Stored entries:
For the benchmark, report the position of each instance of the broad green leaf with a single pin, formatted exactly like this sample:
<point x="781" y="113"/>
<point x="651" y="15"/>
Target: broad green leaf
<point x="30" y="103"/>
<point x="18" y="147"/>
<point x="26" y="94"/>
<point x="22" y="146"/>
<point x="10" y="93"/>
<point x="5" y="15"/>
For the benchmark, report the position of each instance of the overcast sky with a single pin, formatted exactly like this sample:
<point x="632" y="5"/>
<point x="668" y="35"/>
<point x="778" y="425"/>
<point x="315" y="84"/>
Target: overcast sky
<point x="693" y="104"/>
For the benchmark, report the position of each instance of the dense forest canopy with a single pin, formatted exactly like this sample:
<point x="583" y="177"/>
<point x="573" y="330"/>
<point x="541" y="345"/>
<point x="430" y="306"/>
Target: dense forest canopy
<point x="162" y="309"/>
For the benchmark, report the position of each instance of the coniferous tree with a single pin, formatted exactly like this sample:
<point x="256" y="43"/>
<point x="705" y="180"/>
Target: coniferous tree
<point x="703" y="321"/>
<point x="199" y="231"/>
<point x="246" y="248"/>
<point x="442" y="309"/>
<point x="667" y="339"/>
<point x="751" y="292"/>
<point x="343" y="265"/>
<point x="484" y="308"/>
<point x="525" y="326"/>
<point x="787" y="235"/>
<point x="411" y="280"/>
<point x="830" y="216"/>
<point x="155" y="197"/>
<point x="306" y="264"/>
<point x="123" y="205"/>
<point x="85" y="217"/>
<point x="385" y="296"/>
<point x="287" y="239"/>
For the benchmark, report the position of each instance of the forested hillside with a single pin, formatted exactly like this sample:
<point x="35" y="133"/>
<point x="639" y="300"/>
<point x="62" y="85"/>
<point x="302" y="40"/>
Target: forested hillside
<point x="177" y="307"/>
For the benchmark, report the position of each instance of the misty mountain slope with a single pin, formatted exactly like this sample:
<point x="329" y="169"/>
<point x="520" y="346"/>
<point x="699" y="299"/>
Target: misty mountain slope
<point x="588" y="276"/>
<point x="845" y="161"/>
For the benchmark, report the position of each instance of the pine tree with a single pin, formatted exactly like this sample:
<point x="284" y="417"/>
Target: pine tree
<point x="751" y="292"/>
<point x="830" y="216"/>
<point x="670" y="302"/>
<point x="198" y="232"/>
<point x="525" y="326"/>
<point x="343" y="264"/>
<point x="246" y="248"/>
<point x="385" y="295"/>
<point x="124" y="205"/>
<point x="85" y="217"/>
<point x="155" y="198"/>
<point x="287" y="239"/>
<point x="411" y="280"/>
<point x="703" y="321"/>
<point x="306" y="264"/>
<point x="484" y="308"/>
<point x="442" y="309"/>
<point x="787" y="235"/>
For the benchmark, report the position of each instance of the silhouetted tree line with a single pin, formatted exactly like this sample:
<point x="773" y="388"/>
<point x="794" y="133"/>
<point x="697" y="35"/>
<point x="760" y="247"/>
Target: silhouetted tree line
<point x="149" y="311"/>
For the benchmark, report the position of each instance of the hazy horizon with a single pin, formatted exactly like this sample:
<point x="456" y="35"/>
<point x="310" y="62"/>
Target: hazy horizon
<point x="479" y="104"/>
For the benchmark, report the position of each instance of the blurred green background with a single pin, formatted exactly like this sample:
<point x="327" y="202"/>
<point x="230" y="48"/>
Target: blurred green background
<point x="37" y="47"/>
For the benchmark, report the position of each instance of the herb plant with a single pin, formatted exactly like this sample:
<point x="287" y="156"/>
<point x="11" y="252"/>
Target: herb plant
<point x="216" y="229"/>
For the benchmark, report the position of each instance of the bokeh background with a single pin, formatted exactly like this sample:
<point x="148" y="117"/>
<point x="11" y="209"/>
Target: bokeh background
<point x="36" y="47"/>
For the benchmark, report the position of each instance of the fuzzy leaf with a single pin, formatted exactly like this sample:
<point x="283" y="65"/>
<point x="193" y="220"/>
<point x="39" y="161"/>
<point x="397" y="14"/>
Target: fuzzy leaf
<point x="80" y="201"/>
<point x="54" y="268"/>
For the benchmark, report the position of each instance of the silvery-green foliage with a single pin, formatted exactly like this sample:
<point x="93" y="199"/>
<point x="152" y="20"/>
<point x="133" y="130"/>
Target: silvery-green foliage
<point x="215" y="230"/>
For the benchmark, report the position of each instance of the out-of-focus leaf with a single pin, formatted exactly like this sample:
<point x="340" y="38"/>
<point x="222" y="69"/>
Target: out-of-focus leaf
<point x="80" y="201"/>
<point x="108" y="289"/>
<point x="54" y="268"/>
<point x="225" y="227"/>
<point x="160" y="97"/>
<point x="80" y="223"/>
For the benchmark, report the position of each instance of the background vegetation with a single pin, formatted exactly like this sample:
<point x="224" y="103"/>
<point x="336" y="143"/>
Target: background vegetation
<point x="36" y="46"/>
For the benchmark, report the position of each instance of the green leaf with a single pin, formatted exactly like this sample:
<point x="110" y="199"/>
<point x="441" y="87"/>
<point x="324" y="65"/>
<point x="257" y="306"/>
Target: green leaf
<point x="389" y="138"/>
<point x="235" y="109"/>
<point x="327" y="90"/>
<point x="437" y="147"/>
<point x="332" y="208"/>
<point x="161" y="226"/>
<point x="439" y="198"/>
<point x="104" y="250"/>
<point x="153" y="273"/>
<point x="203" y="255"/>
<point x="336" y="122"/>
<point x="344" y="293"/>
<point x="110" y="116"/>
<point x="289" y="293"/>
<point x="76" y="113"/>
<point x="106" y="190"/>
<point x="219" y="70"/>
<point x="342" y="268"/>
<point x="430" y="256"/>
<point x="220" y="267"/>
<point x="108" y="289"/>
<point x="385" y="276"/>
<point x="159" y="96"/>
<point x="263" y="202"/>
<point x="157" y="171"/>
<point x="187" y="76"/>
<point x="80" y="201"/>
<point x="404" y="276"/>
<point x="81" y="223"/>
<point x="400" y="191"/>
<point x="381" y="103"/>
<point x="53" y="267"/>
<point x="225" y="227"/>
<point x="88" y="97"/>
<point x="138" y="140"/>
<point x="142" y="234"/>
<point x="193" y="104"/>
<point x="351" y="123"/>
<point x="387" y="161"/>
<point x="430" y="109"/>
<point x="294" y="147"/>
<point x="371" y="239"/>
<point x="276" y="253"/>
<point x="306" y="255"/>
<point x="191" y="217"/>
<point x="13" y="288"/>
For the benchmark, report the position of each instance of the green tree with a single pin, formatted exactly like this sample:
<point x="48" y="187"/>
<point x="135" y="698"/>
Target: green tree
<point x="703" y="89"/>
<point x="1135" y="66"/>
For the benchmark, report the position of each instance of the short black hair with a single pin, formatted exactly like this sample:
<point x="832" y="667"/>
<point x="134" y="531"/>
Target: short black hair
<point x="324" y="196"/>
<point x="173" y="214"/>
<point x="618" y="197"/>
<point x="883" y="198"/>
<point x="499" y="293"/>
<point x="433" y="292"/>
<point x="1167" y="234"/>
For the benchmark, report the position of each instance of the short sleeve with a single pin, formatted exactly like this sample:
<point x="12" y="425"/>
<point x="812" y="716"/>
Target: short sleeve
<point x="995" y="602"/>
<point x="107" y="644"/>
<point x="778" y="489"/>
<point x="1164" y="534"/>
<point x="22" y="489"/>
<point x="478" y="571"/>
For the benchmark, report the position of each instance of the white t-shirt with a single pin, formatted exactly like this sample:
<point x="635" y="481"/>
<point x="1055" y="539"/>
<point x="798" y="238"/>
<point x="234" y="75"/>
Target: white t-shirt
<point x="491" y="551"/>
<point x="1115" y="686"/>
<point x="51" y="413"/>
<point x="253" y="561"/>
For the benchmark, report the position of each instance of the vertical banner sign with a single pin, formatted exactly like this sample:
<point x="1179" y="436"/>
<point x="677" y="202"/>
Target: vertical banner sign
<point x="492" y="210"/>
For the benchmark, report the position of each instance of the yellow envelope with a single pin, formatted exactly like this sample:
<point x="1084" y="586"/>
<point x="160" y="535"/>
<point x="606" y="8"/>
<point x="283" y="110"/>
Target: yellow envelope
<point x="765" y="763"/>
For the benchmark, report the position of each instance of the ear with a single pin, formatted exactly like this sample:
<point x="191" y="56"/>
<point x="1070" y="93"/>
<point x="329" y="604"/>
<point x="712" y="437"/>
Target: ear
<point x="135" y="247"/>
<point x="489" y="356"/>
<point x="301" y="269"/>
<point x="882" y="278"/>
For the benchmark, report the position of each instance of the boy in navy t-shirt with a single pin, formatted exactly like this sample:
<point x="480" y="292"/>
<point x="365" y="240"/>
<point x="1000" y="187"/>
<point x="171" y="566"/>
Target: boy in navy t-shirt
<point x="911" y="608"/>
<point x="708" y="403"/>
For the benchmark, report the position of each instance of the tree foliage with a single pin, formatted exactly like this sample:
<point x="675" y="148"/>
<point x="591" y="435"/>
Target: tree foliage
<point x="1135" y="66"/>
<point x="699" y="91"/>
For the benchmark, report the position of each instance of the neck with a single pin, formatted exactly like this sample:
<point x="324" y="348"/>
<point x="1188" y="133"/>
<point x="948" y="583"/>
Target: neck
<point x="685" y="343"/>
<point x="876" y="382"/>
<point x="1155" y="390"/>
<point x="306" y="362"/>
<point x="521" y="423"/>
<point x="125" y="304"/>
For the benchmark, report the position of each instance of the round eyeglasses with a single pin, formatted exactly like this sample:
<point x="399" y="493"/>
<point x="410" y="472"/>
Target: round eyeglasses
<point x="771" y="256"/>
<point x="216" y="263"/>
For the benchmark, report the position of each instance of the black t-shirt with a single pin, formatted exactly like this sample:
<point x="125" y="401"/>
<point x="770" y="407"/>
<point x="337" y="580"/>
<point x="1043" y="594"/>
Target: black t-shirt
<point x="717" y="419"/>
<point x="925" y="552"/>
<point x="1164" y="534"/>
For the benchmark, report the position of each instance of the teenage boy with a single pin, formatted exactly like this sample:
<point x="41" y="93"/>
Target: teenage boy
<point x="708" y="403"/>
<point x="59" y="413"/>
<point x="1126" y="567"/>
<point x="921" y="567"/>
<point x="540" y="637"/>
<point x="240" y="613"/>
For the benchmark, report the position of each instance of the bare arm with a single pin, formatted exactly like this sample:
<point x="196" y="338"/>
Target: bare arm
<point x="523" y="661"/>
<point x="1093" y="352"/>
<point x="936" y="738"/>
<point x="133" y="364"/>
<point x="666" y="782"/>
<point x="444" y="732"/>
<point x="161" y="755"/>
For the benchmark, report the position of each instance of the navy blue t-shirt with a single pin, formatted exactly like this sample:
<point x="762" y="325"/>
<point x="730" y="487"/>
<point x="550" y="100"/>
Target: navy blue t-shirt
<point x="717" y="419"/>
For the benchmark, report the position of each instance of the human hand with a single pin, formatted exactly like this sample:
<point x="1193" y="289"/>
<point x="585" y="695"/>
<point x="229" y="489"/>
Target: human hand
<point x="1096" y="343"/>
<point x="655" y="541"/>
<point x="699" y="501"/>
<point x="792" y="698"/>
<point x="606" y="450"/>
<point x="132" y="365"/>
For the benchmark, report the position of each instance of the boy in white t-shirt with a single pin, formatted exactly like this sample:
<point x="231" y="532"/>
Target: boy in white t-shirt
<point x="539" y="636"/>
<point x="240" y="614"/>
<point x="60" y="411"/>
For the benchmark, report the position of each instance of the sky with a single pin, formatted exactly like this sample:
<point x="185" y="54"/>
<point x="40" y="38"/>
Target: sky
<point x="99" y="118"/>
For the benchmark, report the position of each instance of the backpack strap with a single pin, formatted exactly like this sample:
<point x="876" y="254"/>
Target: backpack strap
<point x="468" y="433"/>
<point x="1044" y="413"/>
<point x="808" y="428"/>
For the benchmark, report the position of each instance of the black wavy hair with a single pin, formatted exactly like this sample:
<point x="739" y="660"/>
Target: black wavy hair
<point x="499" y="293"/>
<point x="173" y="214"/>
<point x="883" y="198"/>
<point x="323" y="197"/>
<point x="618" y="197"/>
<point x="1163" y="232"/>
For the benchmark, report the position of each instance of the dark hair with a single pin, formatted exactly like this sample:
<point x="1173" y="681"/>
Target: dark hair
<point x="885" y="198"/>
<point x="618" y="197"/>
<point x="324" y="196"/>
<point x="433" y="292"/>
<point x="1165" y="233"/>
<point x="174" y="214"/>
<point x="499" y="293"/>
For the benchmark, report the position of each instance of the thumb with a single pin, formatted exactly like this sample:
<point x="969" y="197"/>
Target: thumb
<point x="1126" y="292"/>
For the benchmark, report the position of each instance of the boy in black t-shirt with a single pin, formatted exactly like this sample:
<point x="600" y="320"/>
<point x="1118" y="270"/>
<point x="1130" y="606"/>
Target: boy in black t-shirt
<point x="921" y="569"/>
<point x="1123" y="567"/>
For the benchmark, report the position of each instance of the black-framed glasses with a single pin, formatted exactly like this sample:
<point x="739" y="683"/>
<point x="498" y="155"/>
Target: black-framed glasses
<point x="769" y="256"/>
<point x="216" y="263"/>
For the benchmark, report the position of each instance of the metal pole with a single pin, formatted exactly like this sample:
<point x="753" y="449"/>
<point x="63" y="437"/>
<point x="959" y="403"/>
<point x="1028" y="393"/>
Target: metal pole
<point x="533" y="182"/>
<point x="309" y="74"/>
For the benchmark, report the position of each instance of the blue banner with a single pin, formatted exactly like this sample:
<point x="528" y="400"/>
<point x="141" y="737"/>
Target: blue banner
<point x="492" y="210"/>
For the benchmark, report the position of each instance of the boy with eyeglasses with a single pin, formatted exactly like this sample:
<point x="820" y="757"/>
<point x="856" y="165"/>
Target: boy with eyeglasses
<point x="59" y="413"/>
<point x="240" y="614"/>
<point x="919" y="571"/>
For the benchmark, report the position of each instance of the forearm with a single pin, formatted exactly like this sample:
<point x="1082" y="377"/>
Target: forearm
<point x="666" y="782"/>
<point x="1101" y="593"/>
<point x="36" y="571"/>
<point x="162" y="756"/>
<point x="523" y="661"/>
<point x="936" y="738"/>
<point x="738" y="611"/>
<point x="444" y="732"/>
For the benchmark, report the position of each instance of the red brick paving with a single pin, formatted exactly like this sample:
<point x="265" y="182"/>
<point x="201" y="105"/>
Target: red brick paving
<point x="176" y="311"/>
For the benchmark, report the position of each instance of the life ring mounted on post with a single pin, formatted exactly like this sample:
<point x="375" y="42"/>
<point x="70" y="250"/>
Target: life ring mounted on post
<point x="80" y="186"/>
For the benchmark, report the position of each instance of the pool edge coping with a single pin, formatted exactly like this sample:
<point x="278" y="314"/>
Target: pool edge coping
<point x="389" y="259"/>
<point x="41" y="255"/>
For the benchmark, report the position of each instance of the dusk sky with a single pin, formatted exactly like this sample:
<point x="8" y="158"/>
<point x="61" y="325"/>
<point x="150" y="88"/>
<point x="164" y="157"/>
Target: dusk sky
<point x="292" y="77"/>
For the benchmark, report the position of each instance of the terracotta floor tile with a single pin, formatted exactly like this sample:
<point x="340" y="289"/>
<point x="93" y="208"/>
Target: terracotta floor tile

● **Work to complete**
The lines to reproduce run from the line containing "the red brick" to the end of the listing; write them out exactly and add nothing.

● **The output**
For the benchmark, report the position of each instance of the red brick paving with a single pin, formatted exactly like this sample:
<point x="265" y="182"/>
<point x="201" y="105"/>
Target: red brick paving
<point x="176" y="311"/>
For the benchmark, report the position of each instance of the life ring mounted on post with a single pin, formatted exactly like this sample:
<point x="375" y="42"/>
<point x="70" y="250"/>
Target: life ring mounted on post
<point x="80" y="186"/>
For the benchmark, report the position of each instance of the pool edge coping with a single pin, formatted exactly like this sample:
<point x="278" y="314"/>
Target: pool edge coping
<point x="389" y="259"/>
<point x="41" y="255"/>
For the benchmark, report the position of each instance of the dusk sky with a single pin, formatted exactly like this sample:
<point x="8" y="158"/>
<point x="61" y="325"/>
<point x="150" y="88"/>
<point x="164" y="157"/>
Target: dusk sky
<point x="292" y="77"/>
For the benchmark, report the position of each instance of the terracotta floor tile with a single pin, formatted exactly like this sample:
<point x="340" y="289"/>
<point x="93" y="208"/>
Target: terracotta floor tile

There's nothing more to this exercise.